Segment Start: Input

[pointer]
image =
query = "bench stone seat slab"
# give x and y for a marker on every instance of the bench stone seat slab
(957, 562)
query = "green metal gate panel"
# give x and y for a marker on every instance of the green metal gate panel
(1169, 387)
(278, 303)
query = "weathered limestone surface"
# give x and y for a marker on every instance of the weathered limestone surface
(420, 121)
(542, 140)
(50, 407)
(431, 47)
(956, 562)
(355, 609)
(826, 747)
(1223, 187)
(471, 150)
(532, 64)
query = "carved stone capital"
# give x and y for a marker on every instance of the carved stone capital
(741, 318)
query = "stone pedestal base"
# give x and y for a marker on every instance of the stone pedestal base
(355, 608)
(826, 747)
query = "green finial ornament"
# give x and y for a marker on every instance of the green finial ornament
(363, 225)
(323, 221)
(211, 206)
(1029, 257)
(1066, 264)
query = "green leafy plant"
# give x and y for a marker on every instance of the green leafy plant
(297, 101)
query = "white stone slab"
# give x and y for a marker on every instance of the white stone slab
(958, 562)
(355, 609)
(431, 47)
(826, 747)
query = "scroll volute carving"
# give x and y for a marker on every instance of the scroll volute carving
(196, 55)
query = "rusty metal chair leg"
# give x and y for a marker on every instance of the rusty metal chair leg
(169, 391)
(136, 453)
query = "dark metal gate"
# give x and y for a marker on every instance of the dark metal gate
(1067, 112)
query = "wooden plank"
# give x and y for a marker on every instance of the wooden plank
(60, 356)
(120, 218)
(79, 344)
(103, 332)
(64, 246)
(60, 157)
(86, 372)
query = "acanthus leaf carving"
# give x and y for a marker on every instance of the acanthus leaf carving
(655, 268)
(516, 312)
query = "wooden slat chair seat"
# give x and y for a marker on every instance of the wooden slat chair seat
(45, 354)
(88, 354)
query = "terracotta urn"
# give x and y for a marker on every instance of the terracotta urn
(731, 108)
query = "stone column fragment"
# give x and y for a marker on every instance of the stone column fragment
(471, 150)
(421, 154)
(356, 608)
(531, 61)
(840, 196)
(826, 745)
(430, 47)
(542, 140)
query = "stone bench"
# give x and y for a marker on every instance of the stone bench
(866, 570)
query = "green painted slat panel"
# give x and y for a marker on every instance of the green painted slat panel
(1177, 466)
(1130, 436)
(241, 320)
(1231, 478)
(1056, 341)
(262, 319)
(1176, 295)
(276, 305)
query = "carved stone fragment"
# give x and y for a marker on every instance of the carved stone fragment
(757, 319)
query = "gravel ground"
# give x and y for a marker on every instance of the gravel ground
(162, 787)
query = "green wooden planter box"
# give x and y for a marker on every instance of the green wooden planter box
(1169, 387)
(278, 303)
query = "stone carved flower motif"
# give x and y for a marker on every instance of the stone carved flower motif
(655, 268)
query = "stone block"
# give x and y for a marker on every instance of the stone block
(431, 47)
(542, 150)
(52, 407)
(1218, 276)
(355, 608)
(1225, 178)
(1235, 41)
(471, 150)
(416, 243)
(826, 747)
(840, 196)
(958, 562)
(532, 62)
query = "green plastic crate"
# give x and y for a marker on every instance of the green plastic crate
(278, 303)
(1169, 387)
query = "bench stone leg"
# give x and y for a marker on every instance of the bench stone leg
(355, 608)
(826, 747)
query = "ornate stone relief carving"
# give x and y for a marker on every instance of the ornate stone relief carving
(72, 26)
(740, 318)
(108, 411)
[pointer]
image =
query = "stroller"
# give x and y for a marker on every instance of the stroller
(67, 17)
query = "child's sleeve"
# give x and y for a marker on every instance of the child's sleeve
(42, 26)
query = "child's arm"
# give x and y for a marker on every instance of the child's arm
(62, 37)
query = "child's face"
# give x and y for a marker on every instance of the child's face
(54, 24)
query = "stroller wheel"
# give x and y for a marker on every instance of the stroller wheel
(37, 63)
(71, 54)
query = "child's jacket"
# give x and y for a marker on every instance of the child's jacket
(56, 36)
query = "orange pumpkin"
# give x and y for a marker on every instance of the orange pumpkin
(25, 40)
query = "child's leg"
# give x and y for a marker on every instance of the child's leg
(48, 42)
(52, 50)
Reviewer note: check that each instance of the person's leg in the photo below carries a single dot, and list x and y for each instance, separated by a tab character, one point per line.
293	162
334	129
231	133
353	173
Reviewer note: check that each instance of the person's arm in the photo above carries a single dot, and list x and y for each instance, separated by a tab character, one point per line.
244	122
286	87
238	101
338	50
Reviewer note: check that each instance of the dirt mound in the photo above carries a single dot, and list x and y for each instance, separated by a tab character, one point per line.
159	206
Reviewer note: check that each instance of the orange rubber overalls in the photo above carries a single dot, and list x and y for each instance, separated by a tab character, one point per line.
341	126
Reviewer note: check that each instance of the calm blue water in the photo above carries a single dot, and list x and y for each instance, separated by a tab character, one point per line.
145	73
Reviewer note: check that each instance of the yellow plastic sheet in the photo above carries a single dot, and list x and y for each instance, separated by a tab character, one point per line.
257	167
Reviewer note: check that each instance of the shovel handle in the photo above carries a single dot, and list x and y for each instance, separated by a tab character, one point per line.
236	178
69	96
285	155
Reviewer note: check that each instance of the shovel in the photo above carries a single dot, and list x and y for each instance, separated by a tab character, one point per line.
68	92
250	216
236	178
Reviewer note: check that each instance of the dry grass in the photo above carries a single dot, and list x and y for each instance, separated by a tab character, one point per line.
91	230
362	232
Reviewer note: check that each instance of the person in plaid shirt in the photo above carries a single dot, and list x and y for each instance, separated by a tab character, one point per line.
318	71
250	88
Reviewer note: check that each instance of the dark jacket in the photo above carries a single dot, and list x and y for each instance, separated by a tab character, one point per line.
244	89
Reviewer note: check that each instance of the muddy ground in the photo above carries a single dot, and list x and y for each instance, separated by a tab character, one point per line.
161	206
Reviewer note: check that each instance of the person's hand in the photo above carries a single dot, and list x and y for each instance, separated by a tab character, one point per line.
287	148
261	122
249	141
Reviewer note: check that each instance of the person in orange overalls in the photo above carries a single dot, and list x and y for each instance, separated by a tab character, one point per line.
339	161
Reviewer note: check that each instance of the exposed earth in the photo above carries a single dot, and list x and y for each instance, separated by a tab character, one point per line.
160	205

Segment End: Input

> Assigned task: Would you output the entire listing exactly as written?

> Completed task:
[pointer]
image =
query = "bench stone seat slab"
# give x and y for a marker on every instance of the bench stone seat slab
(957, 562)
query = "green metal gate panel"
# give x and y for a marker on every instance of the green metal gate panel
(1169, 387)
(278, 303)
query = "weathered limestone surface"
# give x and y for a marker on every instance of the weathered limestone surface
(420, 121)
(542, 140)
(50, 407)
(431, 47)
(956, 562)
(355, 609)
(826, 747)
(1223, 187)
(471, 150)
(532, 64)
query = "carved stone capital"
# give x and y for a marker on every instance of the carved stone capital
(741, 318)
query = "stone pedestal base"
# give x and y for a marker on every instance of the stone pedestal base
(355, 608)
(826, 747)
query = "green finial ornament"
# give x and y for a marker on every instance of the green finial ornament
(363, 225)
(323, 221)
(211, 206)
(1029, 257)
(1066, 264)
query = "green leafy plant"
# give x and y for a marker on every instance of the green leafy plant
(297, 101)
query = "white stone slab"
# give x and y for a marker on every instance of the white stone slab
(958, 562)
(355, 609)
(431, 47)
(826, 747)
query = "scroll volute carving"
# give x and y for a marker on every instance of the scroll volute carving
(196, 55)
query = "rusty metal chair leg"
# give x and y for a marker on every instance of the rusty metal chair leg
(169, 391)
(136, 453)
query = "dark metal gate"
# give x and y for a marker on every instance of the dark metal gate
(1067, 112)
query = "wooden plank"
# give x and y for a marker on every instance of the wooden plank
(60, 356)
(120, 218)
(79, 344)
(103, 332)
(64, 246)
(60, 157)
(86, 372)
query = "acanthus leaf carving"
# give x and y for a marker on every instance of the acanthus leaf carving
(655, 268)
(516, 312)
query = "wooden slat chair seat"
# give x and y for a marker on every instance of the wooden slat chair seat
(45, 354)
(88, 354)
query = "terracotta urn"
# give x and y for a marker on every instance of the terracotta urn
(731, 108)
query = "stone column fragment"
# give x and y for a marker on every instance of the stone column fragment
(471, 150)
(421, 154)
(356, 608)
(531, 61)
(840, 196)
(826, 745)
(430, 47)
(542, 140)
query = "stone bench"
# give x and y for a marker on every instance of the stone bench
(866, 570)
query = "green painted slat panel"
# give x and y for a marker on every instance of the green painted slat panel
(1177, 466)
(1130, 436)
(241, 320)
(1231, 478)
(1056, 341)
(262, 319)
(1176, 295)
(276, 305)
query = "carved stone fragment"
# give x and y for a marker on every instance of the carved stone fragment
(757, 319)
query = "gravel ground"
# give x and y for a marker on every instance of the gravel ground
(162, 787)
query = "green wooden planter box"
# give x and y for a marker on every instance of the green wooden planter box
(1169, 387)
(278, 303)
query = "stone carved flower motif"
# give x and y for a marker on every instance of the stone carved flower motif
(655, 268)
query = "stone block"
# give x and y for a marker on every instance of the stone block
(431, 47)
(542, 150)
(52, 407)
(1218, 276)
(355, 608)
(1225, 178)
(1235, 41)
(471, 150)
(416, 243)
(826, 747)
(840, 196)
(958, 562)
(532, 62)
query = "green plastic crate"
# give x and y for a marker on every instance of the green plastic crate
(278, 303)
(1169, 387)
query = "bench stone leg"
# give x and y for a marker on every instance of the bench stone leg
(355, 608)
(826, 747)
query = "ornate stone relief carving"
# give x and y for a marker on every instance of the ornate stone relief carving
(72, 26)
(740, 318)
(108, 411)
[pointer]
image =
query = "stroller"
# give x and y for a marker on every instance of the stroller
(67, 17)
query = "child's sleeve"
# give x and y for a marker on every instance of the child's sleeve
(42, 26)
query = "child's arm"
# give x and y for a marker on every instance of the child's arm
(62, 37)
query = "child's face"
# give x and y for a marker on every instance of the child's face
(54, 24)
query = "stroller wheel"
# give x and y for a marker on every instance of the stroller wheel
(37, 63)
(71, 54)
query = "child's jacket"
# give x and y for a marker on every instance of the child's jacket
(56, 36)
query = "orange pumpkin"
# give x and y for a marker on every instance of the orange pumpkin
(25, 40)
query = "child's leg"
# give x and y for a marker on every instance of the child's leg
(48, 42)
(52, 50)
Reviewer note: check that each instance of the person's leg in the photo below carries a single dot, and list x and y for each instance, separated by a tab character, one point per line.
293	162
334	129
231	133
353	173
Reviewer note: check that each instance of the person's arm in the photo above carries a single dot, and list x and y for each instance, separated by a tab character, one point per line.
244	122
286	87
238	101
338	50
Reviewer note: check that each instance of the dirt mound in the photo above carries a single dot, and list x and y for each instance, separated by a tab character, one point per line.
159	206
Reviewer note: check that each instance of the orange rubber overalls in the photo above carries a single dot, and list x and y for each instance, separated by a tab character, one point per line.
341	126
Reviewer note: check that each instance of the calm blue water in the photo above carries a single dot, and list x and y for each instance, separated by a tab character, one point per line.
145	73
Reviewer note: check that each instance of the yellow plastic sheet in the photo above carries a single dot, and list x and y for each instance, separated by a tab character, one point per line.
257	167
Reviewer note: check that each instance of the shovel handle in the photo above carries a single dot, and list x and y for each instance, separated by a tab character, one point per line.
236	178
69	96
285	155
Reviewer note: check that each instance of the shovel in the photo above carries a single dot, and list x and y for each instance, separated by a tab character, one point per line.
68	92
250	216
236	178
Reviewer note: check that each instance of the dry grass in the photo above carries a single dot, and list x and y for each instance, separated by a tab character, one point per line.
91	230
362	232
Reviewer note: check that each instance of the person in plaid shirt in the photo above carries a single dot, and list x and y for each instance, separated by a tab character, one point per line.
318	71
250	88
Reviewer note: check that each instance of the dark jacket in the photo above carries a single dot, and list x and y for each instance, separated by a tab character, one point per line.
244	89
Reviewer note: check that each instance of the muddy ground in the photo above carries a single dot, and list x and y for each instance, separated by a tab character, one point per line.
161	206
Reviewer note: check that each instance of the person's hand in the photo above carries a single dot, and list x and y for each instance, separated by a tab character, one point per line.
287	148
261	122
249	141
Reviewer note: check that each instance of the person in orange overalls in the photo above carries a single dot, and list x and y for each instance, separated by a tab character, one point per line.
339	161
Reviewer note: check that each instance of the exposed earth in the photo above carries a single dot, and list x and y for each instance, separated by a tab character, one point per line.
160	205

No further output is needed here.